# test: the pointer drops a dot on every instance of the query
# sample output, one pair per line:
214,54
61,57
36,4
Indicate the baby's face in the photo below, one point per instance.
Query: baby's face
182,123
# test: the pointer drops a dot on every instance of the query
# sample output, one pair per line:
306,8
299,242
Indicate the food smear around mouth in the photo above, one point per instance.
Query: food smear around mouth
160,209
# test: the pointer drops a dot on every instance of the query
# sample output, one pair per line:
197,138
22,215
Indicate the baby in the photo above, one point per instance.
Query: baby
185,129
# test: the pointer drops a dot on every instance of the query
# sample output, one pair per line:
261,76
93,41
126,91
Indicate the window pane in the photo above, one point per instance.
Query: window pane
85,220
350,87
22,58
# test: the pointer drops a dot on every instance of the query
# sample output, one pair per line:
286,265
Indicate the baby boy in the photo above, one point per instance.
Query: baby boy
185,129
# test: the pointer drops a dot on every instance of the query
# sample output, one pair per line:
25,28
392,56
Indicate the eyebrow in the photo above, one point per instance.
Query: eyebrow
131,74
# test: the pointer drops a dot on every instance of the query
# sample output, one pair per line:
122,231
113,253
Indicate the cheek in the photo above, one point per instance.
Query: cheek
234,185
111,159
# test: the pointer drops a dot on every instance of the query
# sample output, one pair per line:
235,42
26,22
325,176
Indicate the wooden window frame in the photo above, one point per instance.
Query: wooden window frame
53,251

· · · · · · ·

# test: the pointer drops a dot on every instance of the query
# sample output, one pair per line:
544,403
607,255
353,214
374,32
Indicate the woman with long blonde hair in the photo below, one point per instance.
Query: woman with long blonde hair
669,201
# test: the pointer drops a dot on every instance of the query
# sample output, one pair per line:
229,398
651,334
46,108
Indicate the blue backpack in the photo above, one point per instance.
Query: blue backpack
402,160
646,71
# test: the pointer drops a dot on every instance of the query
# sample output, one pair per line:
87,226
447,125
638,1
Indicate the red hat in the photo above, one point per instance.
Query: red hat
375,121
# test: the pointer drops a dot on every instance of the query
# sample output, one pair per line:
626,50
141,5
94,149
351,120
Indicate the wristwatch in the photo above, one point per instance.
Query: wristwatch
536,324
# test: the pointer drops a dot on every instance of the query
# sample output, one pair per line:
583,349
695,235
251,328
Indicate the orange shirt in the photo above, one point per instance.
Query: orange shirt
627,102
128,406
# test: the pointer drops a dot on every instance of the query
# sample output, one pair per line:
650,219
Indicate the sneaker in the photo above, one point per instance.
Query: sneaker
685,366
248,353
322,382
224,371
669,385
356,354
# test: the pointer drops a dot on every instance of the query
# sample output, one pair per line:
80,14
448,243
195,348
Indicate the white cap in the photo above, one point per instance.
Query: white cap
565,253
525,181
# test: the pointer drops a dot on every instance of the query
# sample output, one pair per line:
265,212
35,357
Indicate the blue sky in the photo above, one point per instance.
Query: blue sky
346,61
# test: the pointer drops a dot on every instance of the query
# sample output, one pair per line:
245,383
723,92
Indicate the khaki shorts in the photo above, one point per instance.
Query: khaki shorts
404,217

· · · · · · ·

Extract each line above that contains the string "smear", copying it in full.

Indicate the food smear around mouth in the photo above, one point per instance.
Query: food smear around mouth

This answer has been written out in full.